EXERCISE DETAILS>
Tally the lines below that contain the word "front", and give only that number.

Extracted data entries>
★ ★ ★
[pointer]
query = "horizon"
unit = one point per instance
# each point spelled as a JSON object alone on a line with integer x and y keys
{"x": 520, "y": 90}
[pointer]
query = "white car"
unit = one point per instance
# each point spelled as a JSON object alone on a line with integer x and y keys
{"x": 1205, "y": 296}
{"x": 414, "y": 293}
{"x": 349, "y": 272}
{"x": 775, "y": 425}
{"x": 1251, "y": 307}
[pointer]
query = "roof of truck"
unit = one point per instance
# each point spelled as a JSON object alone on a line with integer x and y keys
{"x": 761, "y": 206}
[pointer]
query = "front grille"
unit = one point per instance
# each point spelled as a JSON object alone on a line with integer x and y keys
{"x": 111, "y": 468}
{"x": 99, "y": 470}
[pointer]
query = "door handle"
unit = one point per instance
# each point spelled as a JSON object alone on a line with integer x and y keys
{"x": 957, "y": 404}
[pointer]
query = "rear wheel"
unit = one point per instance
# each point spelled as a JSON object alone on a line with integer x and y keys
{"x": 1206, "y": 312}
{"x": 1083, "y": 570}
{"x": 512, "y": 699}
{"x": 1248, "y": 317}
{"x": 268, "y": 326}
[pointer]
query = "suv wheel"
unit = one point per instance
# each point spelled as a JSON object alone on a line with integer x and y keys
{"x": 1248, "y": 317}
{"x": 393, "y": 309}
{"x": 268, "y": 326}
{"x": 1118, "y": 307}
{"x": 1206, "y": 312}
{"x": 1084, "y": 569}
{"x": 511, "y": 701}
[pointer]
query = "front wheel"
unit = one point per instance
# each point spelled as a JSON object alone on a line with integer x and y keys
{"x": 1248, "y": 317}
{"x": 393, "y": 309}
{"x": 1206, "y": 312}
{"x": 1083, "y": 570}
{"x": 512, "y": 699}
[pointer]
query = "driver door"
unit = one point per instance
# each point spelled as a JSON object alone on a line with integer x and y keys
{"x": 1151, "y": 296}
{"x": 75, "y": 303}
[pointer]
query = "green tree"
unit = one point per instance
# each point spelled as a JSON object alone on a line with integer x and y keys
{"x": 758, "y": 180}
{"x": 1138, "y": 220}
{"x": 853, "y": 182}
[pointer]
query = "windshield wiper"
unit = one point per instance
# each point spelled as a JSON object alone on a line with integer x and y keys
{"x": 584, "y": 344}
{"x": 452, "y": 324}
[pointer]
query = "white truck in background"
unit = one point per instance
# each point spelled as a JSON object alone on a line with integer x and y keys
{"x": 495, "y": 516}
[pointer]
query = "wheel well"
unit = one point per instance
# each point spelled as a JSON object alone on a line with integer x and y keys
★ ★ ★
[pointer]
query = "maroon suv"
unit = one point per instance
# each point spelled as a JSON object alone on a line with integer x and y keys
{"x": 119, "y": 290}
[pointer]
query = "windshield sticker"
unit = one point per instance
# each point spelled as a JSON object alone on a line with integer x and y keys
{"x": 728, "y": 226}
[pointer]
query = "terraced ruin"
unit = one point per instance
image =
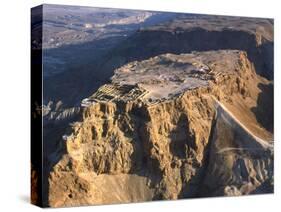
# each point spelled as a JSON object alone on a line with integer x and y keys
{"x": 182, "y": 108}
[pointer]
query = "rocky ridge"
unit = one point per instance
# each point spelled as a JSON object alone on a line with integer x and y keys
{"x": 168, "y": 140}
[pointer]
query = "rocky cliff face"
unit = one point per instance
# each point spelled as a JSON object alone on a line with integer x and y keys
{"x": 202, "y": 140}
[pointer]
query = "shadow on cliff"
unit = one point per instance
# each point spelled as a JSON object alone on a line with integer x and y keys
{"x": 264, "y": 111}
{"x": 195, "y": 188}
★ ★ ★
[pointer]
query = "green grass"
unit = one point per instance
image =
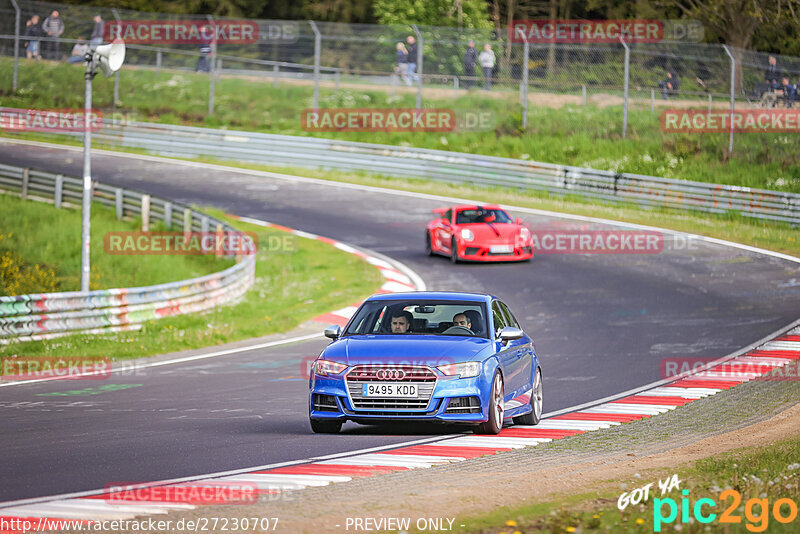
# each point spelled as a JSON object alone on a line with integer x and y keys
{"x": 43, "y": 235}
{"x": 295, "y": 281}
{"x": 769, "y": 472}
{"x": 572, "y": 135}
★ ★ ★
SOLUTION TO THE EXERCISE>
2